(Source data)
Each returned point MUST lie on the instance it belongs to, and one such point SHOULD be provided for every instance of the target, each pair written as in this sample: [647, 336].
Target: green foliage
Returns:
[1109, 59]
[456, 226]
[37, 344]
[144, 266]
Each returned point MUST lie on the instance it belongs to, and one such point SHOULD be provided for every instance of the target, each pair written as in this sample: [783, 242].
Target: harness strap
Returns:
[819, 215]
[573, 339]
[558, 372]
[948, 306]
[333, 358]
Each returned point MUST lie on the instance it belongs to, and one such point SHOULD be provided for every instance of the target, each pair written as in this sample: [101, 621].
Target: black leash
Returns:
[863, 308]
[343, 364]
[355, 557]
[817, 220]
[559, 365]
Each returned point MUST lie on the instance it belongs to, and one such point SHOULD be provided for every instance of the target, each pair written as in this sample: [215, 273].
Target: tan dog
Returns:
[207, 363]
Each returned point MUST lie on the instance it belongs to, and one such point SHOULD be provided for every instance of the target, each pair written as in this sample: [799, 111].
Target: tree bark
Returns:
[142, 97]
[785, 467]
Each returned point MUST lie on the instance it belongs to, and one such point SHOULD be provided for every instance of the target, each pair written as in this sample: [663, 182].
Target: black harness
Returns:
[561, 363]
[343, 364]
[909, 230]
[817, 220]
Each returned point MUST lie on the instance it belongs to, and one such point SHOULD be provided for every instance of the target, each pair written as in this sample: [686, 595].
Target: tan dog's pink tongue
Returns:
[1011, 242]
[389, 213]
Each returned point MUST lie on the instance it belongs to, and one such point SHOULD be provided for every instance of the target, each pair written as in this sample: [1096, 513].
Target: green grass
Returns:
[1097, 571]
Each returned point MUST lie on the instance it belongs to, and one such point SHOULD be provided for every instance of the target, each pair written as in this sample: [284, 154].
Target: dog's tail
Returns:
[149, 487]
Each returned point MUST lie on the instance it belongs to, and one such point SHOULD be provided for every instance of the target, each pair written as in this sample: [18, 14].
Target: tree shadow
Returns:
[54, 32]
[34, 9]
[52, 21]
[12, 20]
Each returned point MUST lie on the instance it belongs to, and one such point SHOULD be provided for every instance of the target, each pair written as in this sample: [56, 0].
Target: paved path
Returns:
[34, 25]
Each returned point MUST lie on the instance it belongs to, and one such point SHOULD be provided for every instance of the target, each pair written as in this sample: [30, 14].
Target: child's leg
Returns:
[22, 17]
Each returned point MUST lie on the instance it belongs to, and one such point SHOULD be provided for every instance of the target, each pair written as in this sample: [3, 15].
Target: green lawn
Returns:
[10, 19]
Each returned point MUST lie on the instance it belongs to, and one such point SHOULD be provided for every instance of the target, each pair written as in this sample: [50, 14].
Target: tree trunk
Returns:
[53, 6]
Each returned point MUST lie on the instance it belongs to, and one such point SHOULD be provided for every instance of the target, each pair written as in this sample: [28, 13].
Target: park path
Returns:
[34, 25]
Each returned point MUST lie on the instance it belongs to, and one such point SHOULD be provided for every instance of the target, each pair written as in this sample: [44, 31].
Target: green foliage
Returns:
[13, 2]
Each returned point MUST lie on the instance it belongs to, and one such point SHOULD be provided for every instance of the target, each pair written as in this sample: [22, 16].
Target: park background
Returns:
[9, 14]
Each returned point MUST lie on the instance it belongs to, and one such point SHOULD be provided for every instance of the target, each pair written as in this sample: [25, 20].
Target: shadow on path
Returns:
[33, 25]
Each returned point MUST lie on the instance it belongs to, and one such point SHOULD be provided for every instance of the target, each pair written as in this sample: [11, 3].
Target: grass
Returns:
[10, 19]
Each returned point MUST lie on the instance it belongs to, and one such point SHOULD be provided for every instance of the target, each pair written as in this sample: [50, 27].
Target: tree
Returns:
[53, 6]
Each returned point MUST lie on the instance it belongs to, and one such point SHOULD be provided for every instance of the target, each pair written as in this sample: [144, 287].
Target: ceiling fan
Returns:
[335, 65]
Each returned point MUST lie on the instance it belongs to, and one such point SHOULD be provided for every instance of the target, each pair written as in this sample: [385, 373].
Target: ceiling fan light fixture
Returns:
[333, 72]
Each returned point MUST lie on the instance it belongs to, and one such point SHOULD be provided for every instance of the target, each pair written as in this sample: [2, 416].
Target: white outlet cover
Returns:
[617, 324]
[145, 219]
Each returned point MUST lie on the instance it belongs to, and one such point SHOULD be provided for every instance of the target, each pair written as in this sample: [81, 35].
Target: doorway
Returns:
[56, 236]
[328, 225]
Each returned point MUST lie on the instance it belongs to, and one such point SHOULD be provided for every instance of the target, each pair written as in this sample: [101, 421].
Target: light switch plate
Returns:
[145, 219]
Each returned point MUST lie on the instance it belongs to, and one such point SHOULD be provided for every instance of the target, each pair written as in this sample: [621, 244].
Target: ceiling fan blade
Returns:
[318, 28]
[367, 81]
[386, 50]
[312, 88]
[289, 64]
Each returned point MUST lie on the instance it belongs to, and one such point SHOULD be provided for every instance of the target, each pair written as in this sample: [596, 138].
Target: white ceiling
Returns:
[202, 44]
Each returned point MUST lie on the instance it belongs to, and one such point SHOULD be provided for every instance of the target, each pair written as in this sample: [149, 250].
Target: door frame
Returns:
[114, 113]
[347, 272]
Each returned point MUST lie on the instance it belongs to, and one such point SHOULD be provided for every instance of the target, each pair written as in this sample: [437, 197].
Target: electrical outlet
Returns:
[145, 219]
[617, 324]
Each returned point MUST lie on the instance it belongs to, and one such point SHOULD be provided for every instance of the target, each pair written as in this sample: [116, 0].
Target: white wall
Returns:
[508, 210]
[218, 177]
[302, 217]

→ **Work order**
Would you please output every record again, exactly?

→ **Exercise response**
Each returned point MUST lie on the instance it belongs to, and one such point SHOULD be provided for every instance of the target, each pair written as in this sample: [647, 336].
Target: green foliage
Returns:
[1109, 59]
[456, 226]
[37, 344]
[144, 266]
Each returned point MUST lie on the instance it belongs to, and one such point SHOULD be provided for every instance of the target, each pair written as in this sample: [783, 242].
Target: harness strap
Returns:
[819, 215]
[573, 339]
[558, 372]
[948, 306]
[333, 358]
Each returned point MUST lie on the instance it belongs to, and one such point SHOULD be provided for every instance of the target, each pair written as in this sample: [101, 621].
Target: black leash
Returns:
[863, 308]
[343, 364]
[355, 557]
[817, 220]
[559, 365]
Each returned point MUST lie on the instance it belongs to, and one such point SHOULD be provided for every instance of the target, each pair written as in this sample: [215, 273].
Target: tan dog
Returns:
[207, 363]
Each returned point MUST lie on the instance it belongs to, and one such point SHOULD be provided for every instance of the target, each pair written as in this sample: [799, 111].
Target: tree bark
Returns:
[142, 97]
[785, 467]
Each returned point MUST lie on the instance it belongs to, and one such point SHOULD be provided for every instance of the target, each pair written as in this sample: [663, 182].
Target: black harness
Returns:
[561, 363]
[343, 364]
[909, 230]
[817, 220]
Each returned point MUST lie on the instance it belongs to, and one such point SHOULD be provided for every instance of the target, each pair written as in this sample: [686, 595].
Target: tan dog's pink tongue
Returns:
[1011, 242]
[389, 213]
Each returned point MUST lie on the instance it belongs to, and one such point SHOULD be provided for every instance of the target, each pair written as in this sample: [1096, 513].
Target: green grass
Returns:
[1097, 571]
Each returned point MUST lie on the instance it belongs to, and one such point SHOULD be provided for every instance of the target, each pair written as in this sample: [284, 154].
Target: dog's tail
Returns:
[149, 487]
Each returned point MUST lie on the instance it belongs to, and one such point SHOULD be provided for every instance of the target, each pair written as in this sample: [18, 14].
Target: tree shadow
Returns:
[54, 32]
[34, 9]
[52, 21]
[12, 20]
Each returned point MUST lie on the instance it belongs to, and one such point SHOULD be provided for every instance of the target, each pair written as in this sample: [56, 0].
Target: paved path
Returns:
[34, 25]
Each returned point MUST lie on the instance it belongs to, and one such point SHOULD be provided for every instance of the target, each pair written as in this sample: [30, 14].
Target: child's leg
Returns:
[22, 17]
Each returned point MUST lie on the instance it belongs to, and one such point SHOULD be provided for every instance of the target, each pair written as in this sample: [3, 15].
Target: green lawn
Returns:
[10, 19]
Each returned point MUST lie on the instance it belongs to, and one such point SHOULD be provided for every instance of the target, each pair written as in this sample: [50, 14].
Target: tree trunk
Returns:
[53, 6]
Each returned point MUST lie on the instance it belongs to, and one such point SHOULD be provided for every instance of the target, each pair written as in this sample: [28, 13].
Target: park path
Returns:
[34, 25]
Each returned point MUST lie on the instance it belongs to, and one such point SHOULD be provided for every instance of the target, each pair written as in this sample: [44, 31].
Target: green foliage
Returns:
[13, 2]
Each returned point MUST lie on the instance it belongs to, and one such point SHOULD be provided for every instance of the target, each pair written as in this sample: [22, 16].
Target: park background
Returns:
[9, 14]
Each returned point MUST lie on the instance it belongs to, and one such point SHOULD be provided for every instance of the target, each pair written as in this sample: [25, 20].
Target: shadow on path
Returns:
[33, 25]
Each returned point MUST lie on the instance it belongs to, and one such point SHOULD be provided for every instance of the target, each pair written as in this sample: [11, 3].
Target: grass
Returns:
[10, 19]
Each returned point MUST lie on the instance it belongs to, and one such point SHOULD be provided for every instance of the target, each pair written as in this sample: [50, 27].
Target: tree
Returns:
[53, 6]
Each returned point MUST lie on the instance it belongs to, and one such point SHOULD be provided for every instance of the target, each pair written as in this sample: [144, 287].
Target: ceiling fan
Returns:
[335, 65]
Each returned point MUST lie on the instance it belongs to, and one such point SHOULD be provided for every instance of the target, each pair written as in this sample: [385, 373].
Target: ceiling fan light fixture
Returns:
[333, 72]
Each returned point MUST lie on the instance it belongs to, and one such point SHOULD be provided for every instance of the target, each pair written as in this sample: [2, 416].
Target: white outlet cover
Returns:
[617, 324]
[145, 219]
Each returned point MUST lie on the instance it belongs to, and one such point SHOULD be provided for every instance of the target, each pair written as in this sample: [81, 35].
Target: doorway
Returns:
[56, 236]
[328, 225]
Each returned point MUST lie on the instance it belongs to, and one such point SHOULD be provided for every instance of the target, each pair written as in this sample: [101, 421].
Target: light switch plate
Returns:
[145, 219]
Each returned point MUST lie on the instance it belongs to, and one such point SHOULD be provided for every instance of the target, each pair written as in this sample: [621, 244].
Target: ceiling fan blade
Returns:
[318, 28]
[367, 81]
[386, 50]
[312, 88]
[289, 64]
Each returned point MUST lie on the instance it belongs to, and one such point SHOULD be provided for every instance of the target, each pair written as in this sample: [596, 138].
Target: white ceiling
Returns:
[202, 44]
Each returned point MUST lie on the instance it belongs to, and one such point SHOULD be provided for every instance of the target, each pair written as in this sample: [149, 250].
Target: door frame
Returns:
[114, 113]
[347, 272]
Each returned point MUST lie on the instance it belongs to, and one such point SHOULD be provided for every instance of the target, each pair written as in this sample: [437, 197].
Target: electrical outlet
Returns:
[145, 219]
[617, 324]
Each returned point MUST lie on the instance it belongs to, and one such point SHOULD be provided for every instance of the target, each pair written as in this sample: [116, 0].
Target: white wall
Returns:
[508, 210]
[218, 177]
[302, 217]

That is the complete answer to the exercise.